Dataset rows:
———
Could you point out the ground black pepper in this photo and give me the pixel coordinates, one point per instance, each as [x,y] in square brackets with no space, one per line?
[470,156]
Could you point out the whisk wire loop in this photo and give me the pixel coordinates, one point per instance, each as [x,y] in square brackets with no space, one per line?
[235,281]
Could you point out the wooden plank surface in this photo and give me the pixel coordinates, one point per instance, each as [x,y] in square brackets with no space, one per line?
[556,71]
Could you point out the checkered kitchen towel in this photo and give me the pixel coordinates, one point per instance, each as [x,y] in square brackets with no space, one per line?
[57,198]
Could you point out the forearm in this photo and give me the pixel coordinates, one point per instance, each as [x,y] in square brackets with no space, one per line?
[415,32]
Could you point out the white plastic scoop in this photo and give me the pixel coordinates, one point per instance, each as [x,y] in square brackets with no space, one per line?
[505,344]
———
What the exercise asks: Rewrite every one of the records above, replacing "pixel coordinates" with "point coordinates" wherever it occurs and leaving all other text unchanged.

Exercise result:
Could you point out the ground black pepper in this photo and give me the point coordinates, one point per instance, each as [x,y] in square brackets with no space, one per line?
[470,156]
Could you point out the whisk wire loop in this photo and give me the point coordinates, one point per instance, each as [x,y] in square brackets with no space, one per line?
[235,281]
Could you point out the wooden plank surface in this photo and give me the point coordinates, one point per instance, each as [x,y] in square brackets with no space, one per line?
[556,71]
Could you point out the checkered kitchen towel in this photo and give me the point coordinates, one point per instance, each as [x,y] in square brackets with no space, one per line?
[57,198]
Could you point out the forearm in this photo and give me the point coordinates, one point per instance, each as [x,y] in square brackets with no space, one per line?
[415,32]
Could you point out the white plastic scoop in this photo and give me the point coordinates, one point per instance, each as [x,y] in square brackets with no space, one per line?
[505,344]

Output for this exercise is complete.